Task description: Output each entry verbatim and exclude every picture from it.

Saved data entries
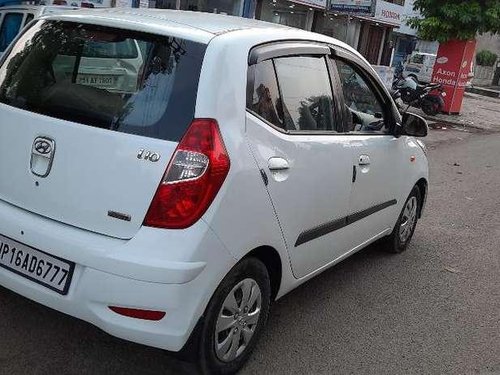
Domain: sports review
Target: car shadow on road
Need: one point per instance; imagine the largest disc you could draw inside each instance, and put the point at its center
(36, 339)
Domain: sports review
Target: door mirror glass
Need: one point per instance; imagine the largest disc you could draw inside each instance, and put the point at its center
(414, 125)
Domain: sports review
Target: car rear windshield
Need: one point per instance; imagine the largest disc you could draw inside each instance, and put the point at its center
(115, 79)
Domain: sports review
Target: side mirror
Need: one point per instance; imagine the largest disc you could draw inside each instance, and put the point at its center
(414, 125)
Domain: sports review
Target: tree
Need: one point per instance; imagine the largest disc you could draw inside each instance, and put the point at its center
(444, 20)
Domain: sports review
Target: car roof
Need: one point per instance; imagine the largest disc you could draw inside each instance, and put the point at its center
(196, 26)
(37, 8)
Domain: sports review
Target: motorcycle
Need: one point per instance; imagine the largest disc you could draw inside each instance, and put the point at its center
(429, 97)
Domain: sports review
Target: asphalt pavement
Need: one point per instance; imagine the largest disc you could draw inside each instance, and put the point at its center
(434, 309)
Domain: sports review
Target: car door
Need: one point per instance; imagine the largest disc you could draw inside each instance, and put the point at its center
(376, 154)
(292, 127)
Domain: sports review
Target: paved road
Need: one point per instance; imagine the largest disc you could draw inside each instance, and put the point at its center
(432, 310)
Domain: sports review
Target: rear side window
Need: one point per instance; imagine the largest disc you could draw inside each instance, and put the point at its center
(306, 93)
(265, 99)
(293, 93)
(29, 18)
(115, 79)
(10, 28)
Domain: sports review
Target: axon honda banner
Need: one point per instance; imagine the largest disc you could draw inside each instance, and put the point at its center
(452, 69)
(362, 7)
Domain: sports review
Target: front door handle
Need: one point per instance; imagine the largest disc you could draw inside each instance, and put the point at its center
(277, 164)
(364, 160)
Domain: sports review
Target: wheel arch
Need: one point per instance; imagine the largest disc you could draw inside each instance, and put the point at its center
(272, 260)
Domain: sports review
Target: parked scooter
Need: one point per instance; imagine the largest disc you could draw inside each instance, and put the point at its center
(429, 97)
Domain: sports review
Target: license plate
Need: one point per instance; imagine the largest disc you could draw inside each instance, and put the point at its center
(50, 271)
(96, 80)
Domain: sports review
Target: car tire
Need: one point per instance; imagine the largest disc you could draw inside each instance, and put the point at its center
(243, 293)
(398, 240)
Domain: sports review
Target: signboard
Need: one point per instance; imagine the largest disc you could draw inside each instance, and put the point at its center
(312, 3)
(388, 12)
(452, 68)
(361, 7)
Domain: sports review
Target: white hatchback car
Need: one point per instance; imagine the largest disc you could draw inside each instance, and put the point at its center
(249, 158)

Result:
Domain: sports review
Target: car shadow on road
Need: one point per instance; imagine the largest disc you could draw inside each instance, and put the point at its center
(36, 339)
Domain: sports review
Target: door mirror glass
Need: one point per instance; imagine the largest disc you could draw inside each instance, and put the point at its center
(414, 125)
Domain: sports review
Target: car rear windshield
Need: one point per instance; imagine the largest disc you could draw inside each instance, and put the point at its center
(115, 79)
Domain: sports review
Target: side mirror
Need: one point per instance; imagine the largest disc you could draw inside each instance, and put the point at its center
(414, 125)
Domain: sports review
Target: tree
Need: one point per instance; imagine the largest disc you could draw inside each instance, and put the point at its center
(444, 20)
Domain: sports review
Target: car roof
Need: one point per instance; imagine the largest disc you could draw inside each instance, and put the point at its center
(196, 26)
(37, 8)
Domain: sports review
Target: motorcycle
Need: one point per instance; imagine the largest disc you could draw inside each instance, and put the point at its center
(429, 97)
Domain: sports review
Target: asphalt pavement
Need: one point per instance; imagine the largest disc you could draw inside each instance, and put the point at its center
(434, 309)
Domain: sports review
Target: car door
Need: one point per instance; imagine the largest disc you could draw inside each instance, and put the point at its center
(376, 154)
(292, 127)
Domain: sports review
Target: paved road
Need: one point per instance; imagine the largest disc you could draw inside each instance, and put the point at its center
(432, 310)
Domain: sports review
Target: rear side window
Need: one point per instance; imagine the largest disc you could draw inside each instance, and put the point at its center
(306, 93)
(265, 99)
(293, 93)
(29, 18)
(115, 79)
(10, 28)
Domain: sports review
Target: axon honda banner
Need: one point per instance; imagine the largest disc you could draw inside each instance, and put the point at its center
(452, 69)
(362, 7)
Domain: sports review
Target: front door handle
Need: one point per instance; imagine the largest disc you could draw inside each instance, and put the point at its center
(277, 164)
(364, 160)
Domain: sports review
Target: wheel arch
Need: one point per instance; imagine the largest disc you could draw inside each instance, and put the point at its center
(272, 260)
Domain: sports review
Target: parked scooter
Need: one point per instance; imagine the largest disc you could draw inside each instance, and put the point at its center
(429, 97)
Domain: sports review
Target: license plate
Need: one point per instance; imagine the largest disc you could draw inside each instance, and put the point at its center
(50, 271)
(96, 80)
Domain: sports review
Target: car tire
Need: one point per instance; imagine the largest disc you could draw inside each instance, and put the point at its center
(243, 293)
(398, 240)
Domain: sports review
Target: signboard
Need: one point per instance; imagine the largest disc you could draw inside each instance, and put the point at its center
(312, 3)
(388, 12)
(452, 68)
(361, 7)
Domain: sports review
Target: white hatchback car
Need: one point per instance; imagine the largest disc you could draw inside each instance, and put the point at its center
(249, 158)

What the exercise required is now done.